**Selected excerpt:**
Running Plan Review Buena Vida Run Club's 12-Week Sub-1:30 Half Marathon (5 days)
Plan at a Glance
Three minutes is a small number on a stopwatch and a large one on a training plan. The leap from a 1:33 half marathon to a sub-1:30 looks like a pacing tweak and trains like a fitness change. It is rarely won by running the long run harder. It is almost always won by raising the pace the legs can hold at threshold, the controlled hard effort just below racing all-out.
A goal in this band asks for two things at once. Threshold mileage that climbs across the cycle so the body learns to hold a slightly faster pace for slightly longer. And enough goal-pace contact in the legs that 6:47 per mile stops feeling like a target and starts feeling like a gear. Most runners chasing this time underestimate the first and overdo the second. Hard time spent closer to 10K effort than to true race pace is usually what moves the threshold up.

**Listed entries:**
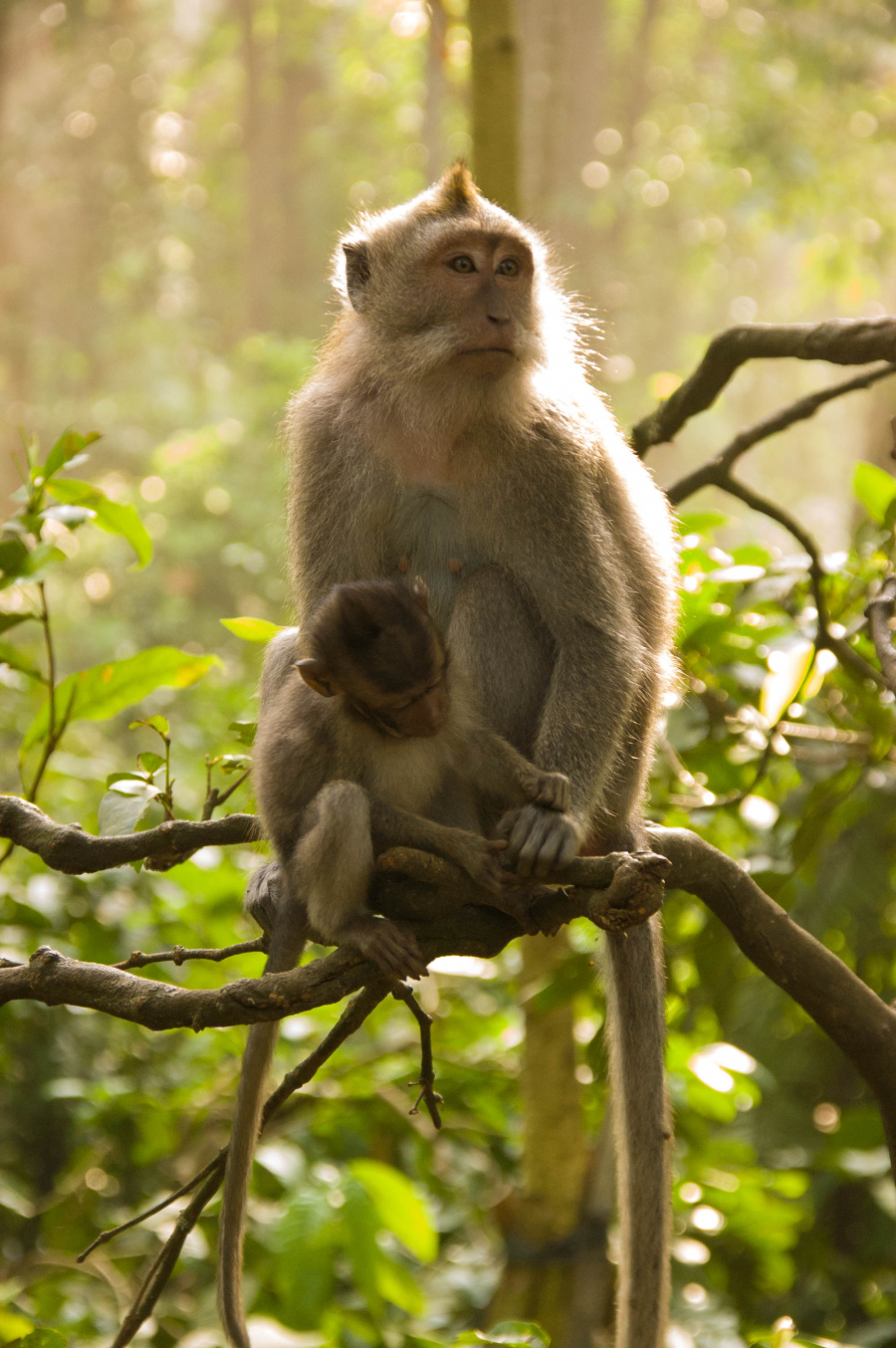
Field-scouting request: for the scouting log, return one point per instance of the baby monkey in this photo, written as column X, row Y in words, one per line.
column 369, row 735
...
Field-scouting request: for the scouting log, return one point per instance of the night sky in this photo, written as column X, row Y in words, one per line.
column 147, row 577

**Exercise goal:**
According to the half marathon plan review, what is the jump from a 1:33 half marathon to a sub-1:30 almost always won by?

**Task solution:**
Raising the pace the legs can hold at threshold.